:: Goal of the exercise ::
Copy, word for word, the section of the passage on Tolkien's Black Speech below, starting at "in the archaic" and ending at "ishi ‘in, inside’.".
[Start of Given passage]
The administrator of The Black Speech School has published some very interesting information on the Black Speech by Tolkien himself (published in Parma Eldalamberon #17, 2007). This obviously has quite a lot of impact on the Zhâburi project. The very name of Zhâburi should probably be changed to Zhâburum because we learn that the –um ending really is a definite article or particularizing suffix. What is interesting here is that Zhâburi has both a definite article –i and particularizing suffix –ashi. This seems to be the end of Zhâburi B but I think of Zhâburi B can be used in Zhâburum. I will probably start with a analysis on what must be changed.

Here is the whole text which was published on the forum of The Black Speech School.

The journal “Parma Eldalamberon” #17 published an analysis of “Ring Inscription” by J.R.R. Tolkien, made after the publication of “The Lord of the Rings”. And it contains important remarks which change a current widespread view on Black Speech! It was published in 2007 but for mysterious reasons they were not used in later analyses of Black Speech, while ‘orc-curse’ from the same journal was. (Shadowlandian was finished in 2004)

I will quote them here with important phrases emphasized with red color by me:

J.R.R. Tolkien wrote:

durb-at=ulûk: durb-, constrain, force, dominate; at, verb ending (like a participle) (durbat = constraining, of a sort to constrain)1); ulûk, verbal ending expressing objects (particles indicating ‘subject’ were usually prefixed2)) 3rd person pl. “them” (ul) in completive or total form “them-all”.

1) ending ‘-at’ is some form of participle which can be translated as infinitive (“to rule”) and gerund (“constraining”); so the combination of such characteristics resembles Latin’s gerundive (see Wikipedia), which can be translated the same ways, and was sometimes used instead of future participles. Gerundive will be very suitable for translation of Ring Inscription into Latin.

2) for many years authors of Neo Black Speech dialects were copying either English or Quenya grammar (as  the Shadowlandian dialect used here). wrote:

Cf. Aragorn’s exclamation when he found the sapling of the White Tree: Utúvienyes!, “I have found it!” (utúvie-nye-s “have found-I-it”; LotR3/VI ch. 5)

In Shadowlandian it will follow the similar pattern: “Gimbuzizgta” or “Gimbuzta-izg”
It’s not clear from Tolkien’s remark, if all verbs have prefix of person or only when the subject was a pronoun, if subject pronouns were sometimes suffixed, written standalone or both, but at least we now sure that Classical Black Speech had prefixes too.

also we now have a confirmation that “-ûk” may be translated as “completely, totally” and not just “all”

J.R.R. Tolkien wrote:

in the archaic ring-inscription burzumishi is evidently made up of this stem3) + a particularizing suffix or ‘article’ um4), and an enclitic ‘preposition’ ishi ‘in, inside’.

3) it’s about stem “bûrz”, in LOTR it was written “búrz” but here Tolkien use circumflex (^) instead of accent mark.

4) so ‘-um’ means not an abstract noun, but an article (“in the darkness”).
[End of Given passage]
[Start of Supplied entries]
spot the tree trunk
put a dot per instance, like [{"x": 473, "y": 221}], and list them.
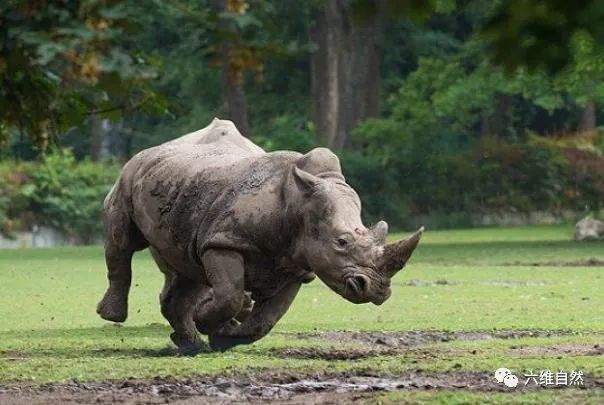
[
  {"x": 235, "y": 104},
  {"x": 345, "y": 72},
  {"x": 97, "y": 133},
  {"x": 588, "y": 117}
]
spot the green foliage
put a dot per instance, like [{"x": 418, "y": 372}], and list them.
[
  {"x": 57, "y": 192},
  {"x": 59, "y": 61},
  {"x": 286, "y": 133},
  {"x": 538, "y": 33}
]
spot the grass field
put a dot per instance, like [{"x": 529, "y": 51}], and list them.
[{"x": 529, "y": 279}]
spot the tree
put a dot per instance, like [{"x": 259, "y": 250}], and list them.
[
  {"x": 345, "y": 71},
  {"x": 61, "y": 61}
]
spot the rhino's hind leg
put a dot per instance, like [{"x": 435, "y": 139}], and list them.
[
  {"x": 179, "y": 299},
  {"x": 122, "y": 239}
]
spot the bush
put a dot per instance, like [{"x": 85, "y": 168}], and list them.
[
  {"x": 57, "y": 192},
  {"x": 411, "y": 176}
]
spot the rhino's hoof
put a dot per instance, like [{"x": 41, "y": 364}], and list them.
[
  {"x": 112, "y": 310},
  {"x": 224, "y": 343},
  {"x": 188, "y": 347}
]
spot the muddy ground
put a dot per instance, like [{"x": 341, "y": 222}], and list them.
[{"x": 297, "y": 387}]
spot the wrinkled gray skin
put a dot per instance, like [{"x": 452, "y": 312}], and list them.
[{"x": 236, "y": 231}]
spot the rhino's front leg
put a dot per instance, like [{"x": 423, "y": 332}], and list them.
[
  {"x": 225, "y": 273},
  {"x": 264, "y": 316}
]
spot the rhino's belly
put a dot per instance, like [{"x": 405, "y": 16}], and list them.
[{"x": 179, "y": 261}]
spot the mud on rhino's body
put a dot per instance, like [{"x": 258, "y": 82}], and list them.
[{"x": 236, "y": 231}]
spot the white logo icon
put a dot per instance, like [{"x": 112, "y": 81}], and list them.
[
  {"x": 510, "y": 380},
  {"x": 504, "y": 375}
]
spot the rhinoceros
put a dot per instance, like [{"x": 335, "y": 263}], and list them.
[{"x": 236, "y": 231}]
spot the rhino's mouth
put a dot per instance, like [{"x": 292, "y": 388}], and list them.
[{"x": 358, "y": 289}]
[End of Supplied entries]
:: Task result ::
in the archaic ring-inscription burzumishi is evidently made up of this stem3) + a particularizing suffix or ‘article’ um4), and an enclitic ‘preposition’ ishi ‘in, inside’.